> **What to work on**:
a) From the excerpt on "The Name of the Wind," pull out the passage starting at "One of my all-time" and ending at "as a writer.".
b) According to the excerpt on "The Name of the Wind," what does the writer love about Rothfuss's writing?

> **Page extract**:
One of my all-time favorite books is “The Name of the Wind” by Patrick Rothfuss. In terms of complex and skilled writing, I’d rank him near the top of all writers I’ve ever read. I’m willing to concede this is just my opinion, but I could make a strong argument given the foreshadowing, complexity of storytelling, and just how much information there is that could be foreshadowing but maybe is just world information. We don’t know yet! The story isn’t finished and there’s just so much left to resolve that it’d be impossible to wrap it all up in just one book. There’s no guarantee that all of it will get wrapped up or nicely tied together, but I can hope. I love his writing because it gives me something to aspire to as a writer.

> **Data drawn from a collection**:
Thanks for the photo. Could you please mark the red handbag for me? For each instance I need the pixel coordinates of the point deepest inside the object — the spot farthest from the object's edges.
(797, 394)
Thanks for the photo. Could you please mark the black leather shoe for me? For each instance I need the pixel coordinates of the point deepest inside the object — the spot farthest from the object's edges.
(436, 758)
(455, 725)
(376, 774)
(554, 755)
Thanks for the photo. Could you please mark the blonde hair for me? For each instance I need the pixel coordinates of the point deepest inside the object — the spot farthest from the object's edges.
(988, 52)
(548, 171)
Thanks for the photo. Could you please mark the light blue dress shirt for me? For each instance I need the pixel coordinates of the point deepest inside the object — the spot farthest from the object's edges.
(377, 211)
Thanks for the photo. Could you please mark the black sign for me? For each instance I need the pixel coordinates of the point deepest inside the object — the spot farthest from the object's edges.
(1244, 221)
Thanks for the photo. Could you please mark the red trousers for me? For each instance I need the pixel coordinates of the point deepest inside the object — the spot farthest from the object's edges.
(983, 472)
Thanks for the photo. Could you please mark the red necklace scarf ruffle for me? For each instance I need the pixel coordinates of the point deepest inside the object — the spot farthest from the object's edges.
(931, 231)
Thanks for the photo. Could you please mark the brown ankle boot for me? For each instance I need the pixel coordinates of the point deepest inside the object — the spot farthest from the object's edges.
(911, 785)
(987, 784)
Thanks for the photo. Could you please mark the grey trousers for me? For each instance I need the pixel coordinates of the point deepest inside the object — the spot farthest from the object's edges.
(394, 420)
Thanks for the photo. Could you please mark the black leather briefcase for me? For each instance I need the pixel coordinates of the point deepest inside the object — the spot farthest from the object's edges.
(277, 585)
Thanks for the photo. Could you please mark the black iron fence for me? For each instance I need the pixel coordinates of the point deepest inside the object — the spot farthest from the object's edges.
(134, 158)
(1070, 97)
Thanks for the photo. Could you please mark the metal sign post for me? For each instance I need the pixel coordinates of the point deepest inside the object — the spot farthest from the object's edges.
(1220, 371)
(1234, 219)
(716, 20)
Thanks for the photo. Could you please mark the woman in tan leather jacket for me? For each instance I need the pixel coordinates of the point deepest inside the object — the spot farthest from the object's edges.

> **The solutions**:
a)
One of my all-time favorite books is “The Name of the Wind” by Patrick Rothfuss. In terms of complex and skilled writing, I’d rank him near the top of all writers I’ve ever read. I’m willing to concede this is just my opinion, but I could make a strong argument given the foreshadowing, complexity of storytelling, and just how much information there is that could be foreshadowing but maybe is just world information. We don’t know yet! The story isn’t finished and there’s just so much left to resolve that it’d be impossible to wrap it all up in just one book. There’s no guarantee that all of it will get wrapped up or nicely tied together, but I can hope. I love his writing because it gives me something to aspire to as a writer.

b) It gives the writer something to aspire to as a writer.